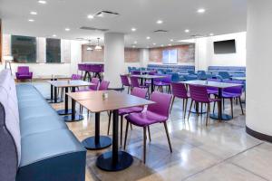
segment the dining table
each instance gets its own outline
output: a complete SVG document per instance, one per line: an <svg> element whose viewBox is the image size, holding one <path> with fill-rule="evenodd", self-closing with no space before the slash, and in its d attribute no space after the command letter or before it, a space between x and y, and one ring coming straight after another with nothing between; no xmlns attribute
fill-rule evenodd
<svg viewBox="0 0 272 181"><path fill-rule="evenodd" d="M110 138L100 135L100 114L112 111L112 151L102 153L97 157L96 166L105 171L120 171L129 167L133 162L133 157L126 151L119 150L118 146L119 110L155 102L116 90L70 92L68 96L95 114L95 135L83 141L83 145L87 149L101 149L111 145Z"/></svg>
<svg viewBox="0 0 272 181"><path fill-rule="evenodd" d="M75 88L93 85L92 82L82 80L67 80L67 81L48 81L48 82L54 87L54 93L56 94L57 88L64 88L64 110L57 110L59 115L67 115L64 117L66 122L78 121L83 119L81 114L75 114L75 102L72 100L72 109L68 109L68 90L71 88L72 92L75 91Z"/></svg>
<svg viewBox="0 0 272 181"><path fill-rule="evenodd" d="M219 119L228 121L232 119L232 117L228 114L225 114L223 110L222 106L222 92L223 89L226 88L231 88L231 87L237 87L241 86L241 84L238 83L229 83L229 82L222 82L222 81L200 81L200 80L194 80L194 81L180 81L181 83L187 84L187 85L198 85L198 86L206 86L206 87L212 87L212 88L218 88L219 89L219 99L220 100L220 109L219 110L218 113L212 113L210 114L210 118L214 119Z"/></svg>
<svg viewBox="0 0 272 181"><path fill-rule="evenodd" d="M162 79L167 77L167 75L149 75L149 74L142 74L142 75L131 75L131 77L137 77L141 79L141 84L143 84L143 80L151 80L151 92L154 91L154 79Z"/></svg>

────────────────

### Prompt:
Copy the lines above word for word, leaving out the pictures.

### Result of the exercise:
segment the dining table
each instance gets its own outline
output: a complete SVG document per instance, one per line: an <svg> element whose viewBox is the image size, holding one <path> with fill-rule="evenodd", self-closing with no space before the slash, and in its d attribute no space after the command letter or before it, a space between x and y, and one ring coming straight after another with nothing between; no xmlns attribute
fill-rule evenodd
<svg viewBox="0 0 272 181"><path fill-rule="evenodd" d="M110 138L100 135L100 114L112 111L112 151L102 153L97 157L96 166L105 171L120 171L129 167L133 162L133 157L126 151L119 150L118 146L119 110L155 102L116 90L70 92L68 96L95 114L95 135L83 141L83 145L87 149L101 149L111 145Z"/></svg>
<svg viewBox="0 0 272 181"><path fill-rule="evenodd" d="M75 88L93 85L92 82L82 80L67 80L67 81L48 81L48 82L54 87L54 93L56 94L57 88L64 88L64 110L57 110L59 115L67 115L64 117L66 122L78 121L83 119L81 114L75 114L75 102L72 100L72 109L68 109L68 90L71 88L72 92L75 91Z"/></svg>
<svg viewBox="0 0 272 181"><path fill-rule="evenodd" d="M219 119L228 121L232 119L232 117L228 114L225 114L223 110L222 106L222 92L223 89L226 88L231 88L231 87L237 87L241 86L241 84L238 83L229 83L229 82L222 82L222 81L200 81L200 80L194 80L194 81L180 81L181 83L187 84L187 85L198 85L198 86L206 86L206 87L212 87L212 88L218 88L219 89L219 99L220 100L220 109L219 110L218 113L212 113L210 114L210 118L214 119Z"/></svg>
<svg viewBox="0 0 272 181"><path fill-rule="evenodd" d="M162 79L167 77L167 75L149 75L149 74L142 74L142 75L131 75L131 77L137 77L141 79L141 84L143 84L143 80L151 80L151 92L154 91L154 79Z"/></svg>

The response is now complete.